**** Document excerpt ****
The more nitrate there is in mothers’ drinking water, the smaller the babies they give birth to. But alarmingly, the declining birth weight can also be registered when the women are exposed to nitrate levels below the EU’s threshold of 50 milligrams of nitrate per litre.
This is shown by a register-based study of more than 850,000 births in Denmark carried out in a Danish-American partnership led by Professor Torben Sigsgaard from the Department of Public Health at Aarhus University and Professor Leslie Stayner and Dr. Vanessa Coffman from the Division of Epidemiology and Biostatistics at the University of Illinois at Chicago, School of Public Health.
On the basis of Danish registry data, the research group concluded that babies born to mothers whose drinking water contains between 25 and 50 milligrams of nitrates per litre – i.e. from half of the current threshold value up to the maximum limit – on average weigh ten grams less than babies born to mothers with smaller amounts of nitrate in the tap water. Not only did the babies weigh less, they were also slightly shorter, while their head size was unaffected by the amount of nitrate – which is the form of nitrogen run off from the agricultural sector that most frequently appears in groundwater.
According to Professor Torben Sigsgaard from Aarhus University, it is difficult to say whether we should be concerned about public health in areas with high amounts of nitrate:
“The difference in body length and weight doesn’t sound like much at first as it’s on average only ten grams, but this is not insignificant if the newborn also begins life as underweight for other reasons. Birth weight is generally recognised as having a life-long impact on a person’s health and development,” says Torben Sigsgaard.
“There is no doubt that the results of the study challenge the threshold value that is in place throughout the Western world, and that any changes will be a bit like turning around a supertanker. But it’s important to discuss these results,” he adds with reference to the WHO, EU and American authorities who all view drinking water as harmful when the content of nitrates is higher than fifty milligrams per litre.
**** Data supplied ****
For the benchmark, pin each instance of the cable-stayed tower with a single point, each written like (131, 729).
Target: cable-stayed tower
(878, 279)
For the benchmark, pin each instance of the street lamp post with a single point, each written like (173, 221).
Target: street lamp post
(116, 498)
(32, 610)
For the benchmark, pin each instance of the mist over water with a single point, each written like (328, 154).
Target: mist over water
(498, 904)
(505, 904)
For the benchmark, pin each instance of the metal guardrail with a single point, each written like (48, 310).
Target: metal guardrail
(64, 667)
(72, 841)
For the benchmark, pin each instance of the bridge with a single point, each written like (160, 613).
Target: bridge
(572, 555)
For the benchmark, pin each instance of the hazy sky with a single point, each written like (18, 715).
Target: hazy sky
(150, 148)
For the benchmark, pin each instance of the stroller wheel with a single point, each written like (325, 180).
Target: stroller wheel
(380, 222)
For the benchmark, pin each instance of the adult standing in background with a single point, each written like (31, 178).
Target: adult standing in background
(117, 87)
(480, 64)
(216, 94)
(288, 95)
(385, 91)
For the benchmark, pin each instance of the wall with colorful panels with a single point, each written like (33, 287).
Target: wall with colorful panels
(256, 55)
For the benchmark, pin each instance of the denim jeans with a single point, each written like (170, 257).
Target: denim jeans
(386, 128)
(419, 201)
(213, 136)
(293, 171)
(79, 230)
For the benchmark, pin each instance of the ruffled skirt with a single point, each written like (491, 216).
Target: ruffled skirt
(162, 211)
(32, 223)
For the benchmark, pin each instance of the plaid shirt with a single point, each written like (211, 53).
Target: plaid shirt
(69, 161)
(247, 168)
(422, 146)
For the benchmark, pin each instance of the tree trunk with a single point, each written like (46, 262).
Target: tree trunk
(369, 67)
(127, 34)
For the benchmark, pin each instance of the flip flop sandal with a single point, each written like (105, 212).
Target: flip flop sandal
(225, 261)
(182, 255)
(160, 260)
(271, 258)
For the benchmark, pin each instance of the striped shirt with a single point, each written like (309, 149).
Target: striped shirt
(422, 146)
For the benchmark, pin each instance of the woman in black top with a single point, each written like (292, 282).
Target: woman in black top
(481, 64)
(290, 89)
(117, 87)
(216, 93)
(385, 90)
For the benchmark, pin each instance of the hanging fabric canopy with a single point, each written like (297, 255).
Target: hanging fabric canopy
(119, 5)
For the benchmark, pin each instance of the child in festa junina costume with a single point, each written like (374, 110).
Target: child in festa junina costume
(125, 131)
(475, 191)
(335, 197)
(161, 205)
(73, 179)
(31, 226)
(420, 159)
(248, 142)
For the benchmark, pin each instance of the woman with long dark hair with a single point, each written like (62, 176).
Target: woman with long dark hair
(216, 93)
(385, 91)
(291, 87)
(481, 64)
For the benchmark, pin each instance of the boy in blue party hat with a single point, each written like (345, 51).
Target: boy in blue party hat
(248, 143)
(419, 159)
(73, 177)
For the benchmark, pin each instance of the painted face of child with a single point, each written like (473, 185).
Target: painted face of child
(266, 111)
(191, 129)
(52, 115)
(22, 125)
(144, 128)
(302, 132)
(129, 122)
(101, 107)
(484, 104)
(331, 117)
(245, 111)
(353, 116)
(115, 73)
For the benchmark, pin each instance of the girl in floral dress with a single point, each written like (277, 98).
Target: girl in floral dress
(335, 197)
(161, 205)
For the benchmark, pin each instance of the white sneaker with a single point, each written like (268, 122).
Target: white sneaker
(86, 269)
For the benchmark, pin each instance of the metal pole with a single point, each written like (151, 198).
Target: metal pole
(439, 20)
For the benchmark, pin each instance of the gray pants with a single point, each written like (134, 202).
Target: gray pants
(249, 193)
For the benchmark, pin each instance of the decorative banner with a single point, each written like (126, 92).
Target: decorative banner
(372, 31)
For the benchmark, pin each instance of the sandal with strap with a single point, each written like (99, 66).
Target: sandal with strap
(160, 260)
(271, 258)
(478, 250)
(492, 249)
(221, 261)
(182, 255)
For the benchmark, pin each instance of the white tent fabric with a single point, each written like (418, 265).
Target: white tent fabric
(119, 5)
****
Your task: Write the next part of the article on nitrate in drinking water and newborn birth weight, picking up right after its final sentence.

Answer below:
The study was initiated because it has long been known that very high nitrate concentrations may lead to people being exposed to nitrite. This inhibits the body’s ability to absorb oxygen and can lead to the dangerous blue-baby syndrome, or methemoglobinemia to give it its medical name. Nitrate in drinking water is also suspected of causing other chronic diseases, including bowel cancer. Research has also documented how, depending on local geological and geochemical conditions in theearth, the fertiliser used in agriculture more or less percolates down to the groundwater.
“With the study, we’ve established that there is a need to explore the effect of the low nitrate concentrations in the drinking water, if we’re to assess the adequacy of the current threshold values – and this is possible thanks to the unique Danish registers. It wouldn’t be possible to carry out corresponding studies on the basis of US data alone, because such data simply doesn’t exist,” says Torben Sigsgaard.
The research results – more information
The register-based study compares data from more than 850,000 births in Denmark during the period 1991-2011 including the weight, height and head size of the newborn babies – before in turn comparing this with the content of nitrate in drinking water via the parents’ place of residence and the GEUS Jupiter register, which contains information about the quality of drinking water in Danish households based on more than 300,000 nitrate samples from routine water quality monitoring. GEUS stands for Geological Survey of Denmark and Greenland.
Vanessa Coffman and Leslie Stayner from the University of Illinois, Chicago (UIC) and Jörg Schullehner and Birgitte Hansen from GEUS, were important partners on the project. Additional contributions came from colleagues at Aarhus University, including the “Drinking water group” under the Center for Integrated Register-based Research (CIRRAU), as well as researchers from the University of Copenhagen.